Begin

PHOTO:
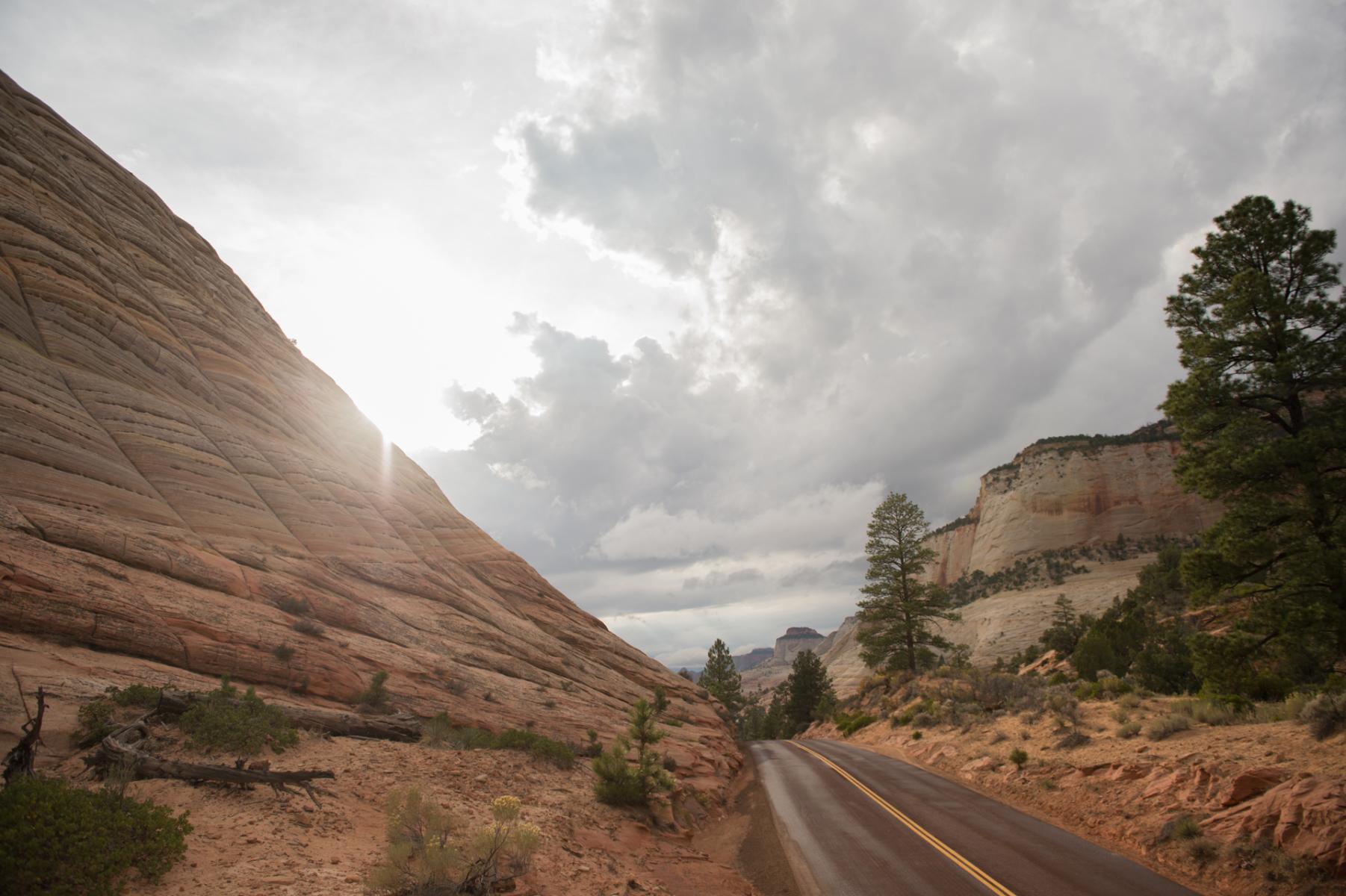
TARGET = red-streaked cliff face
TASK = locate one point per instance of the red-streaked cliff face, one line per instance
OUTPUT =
(173, 470)
(1064, 495)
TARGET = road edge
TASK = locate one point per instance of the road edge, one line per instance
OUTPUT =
(805, 884)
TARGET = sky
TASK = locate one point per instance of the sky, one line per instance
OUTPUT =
(669, 295)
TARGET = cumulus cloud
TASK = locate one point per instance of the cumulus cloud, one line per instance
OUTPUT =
(924, 236)
(748, 265)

End

▶ [Requirements]:
Repeat the listing above exactly, with no pictures.

▶ [Output for this exercise]:
PHOTO:
TARGET = red-streaked cliff face
TASK = locate one point per instance of the red-streaked cliff face, one line per instance
OUTPUT =
(173, 470)
(1064, 495)
TARGET = road edge
TASK = locate one point per instance of the road edge, one line per instance
OUTPUT =
(805, 884)
TARGET = sky
TASK = locate one point per instance of the sky, one line per instance
OUTPUT =
(669, 295)
TARGET = cumulus cloud
TASK = locate one point per instance of the cumulus cloud, one line per instance
OUTPUT =
(924, 236)
(748, 265)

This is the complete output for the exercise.